━━ DATASET EXTRACT ━━

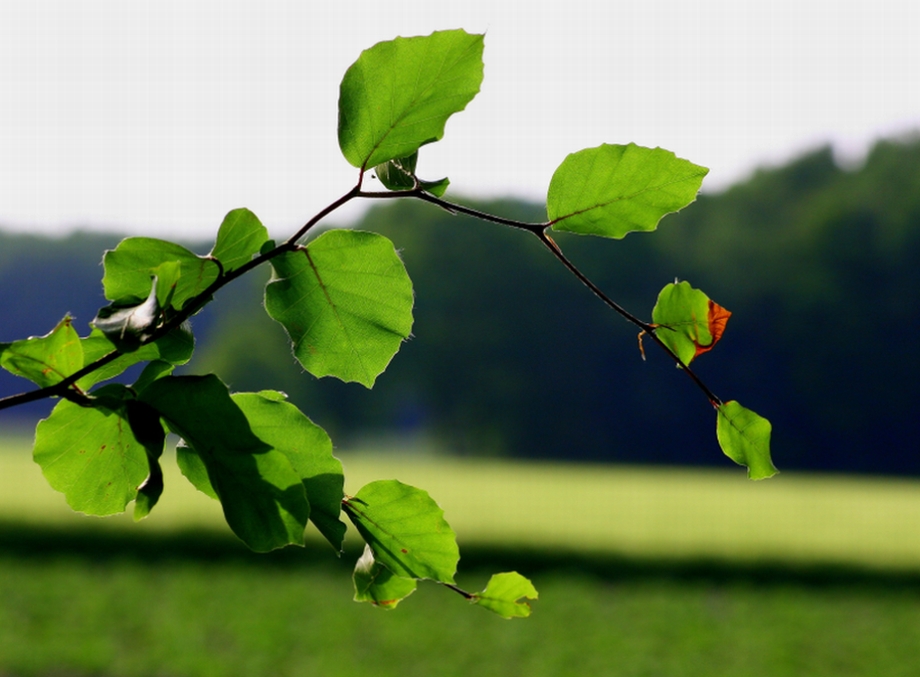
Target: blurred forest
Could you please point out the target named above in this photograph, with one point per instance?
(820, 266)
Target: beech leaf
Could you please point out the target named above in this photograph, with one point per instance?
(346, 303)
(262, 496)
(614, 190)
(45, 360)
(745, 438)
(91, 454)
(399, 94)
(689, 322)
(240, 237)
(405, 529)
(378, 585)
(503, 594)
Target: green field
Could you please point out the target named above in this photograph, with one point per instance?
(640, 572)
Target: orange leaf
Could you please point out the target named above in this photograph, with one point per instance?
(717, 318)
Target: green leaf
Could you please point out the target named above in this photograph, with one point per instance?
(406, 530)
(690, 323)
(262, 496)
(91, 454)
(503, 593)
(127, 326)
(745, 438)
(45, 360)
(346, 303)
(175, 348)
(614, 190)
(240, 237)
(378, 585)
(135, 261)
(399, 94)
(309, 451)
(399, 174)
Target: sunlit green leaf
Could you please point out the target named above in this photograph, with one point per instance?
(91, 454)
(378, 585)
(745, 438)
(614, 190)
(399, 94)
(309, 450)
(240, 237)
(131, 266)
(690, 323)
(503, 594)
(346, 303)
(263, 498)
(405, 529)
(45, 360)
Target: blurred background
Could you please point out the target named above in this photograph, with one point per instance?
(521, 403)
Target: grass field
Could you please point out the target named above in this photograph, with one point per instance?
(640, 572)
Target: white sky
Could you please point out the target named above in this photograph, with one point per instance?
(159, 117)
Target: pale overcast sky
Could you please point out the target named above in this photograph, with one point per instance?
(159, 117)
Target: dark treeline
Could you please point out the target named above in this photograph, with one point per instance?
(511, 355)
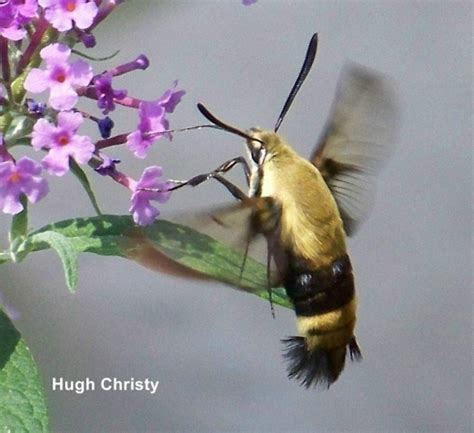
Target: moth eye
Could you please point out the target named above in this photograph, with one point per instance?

━━━

EXERCISE TASK:
Extract the run of lines from the line holding "Target: grass field" through the final line of the material above, exactly and inclusively. Leave the pictures behind.

RESULT FOR THIS TASK:
Target: grass field
Could you please point out the target named above in this photograph, with one point per instance?
(640, 572)
Target: white sky
Could you please point out the target named above in this photograph, with one point per instance?
(159, 117)
Target: pale overcast sky
Could you please point out the target named above in this photograph, with one point per instance?
(159, 117)
Target: dark treeline
Could you please point out the target named above in this photograph, with one point per instance?
(511, 355)
Target: moth eye
Could you please point out the target named above in this photograph, with one point per instance?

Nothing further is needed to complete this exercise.